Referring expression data
# # # # # # #

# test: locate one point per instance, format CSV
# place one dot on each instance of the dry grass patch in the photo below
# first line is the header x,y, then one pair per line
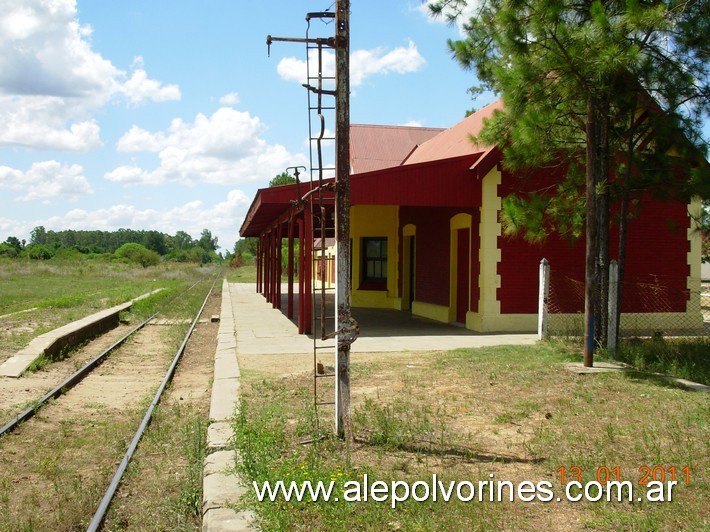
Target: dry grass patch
x,y
511,412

# # # # # # #

The records above should be returned word for word, with every picture left out.

■ FINISHED TASK ■
# test: locate one point per instance, format CSV
# place one dot on each instance of the dry grass patch in the photo below
# first line is the header x,y, then one pair per line
Target: dry grass patch
x,y
511,412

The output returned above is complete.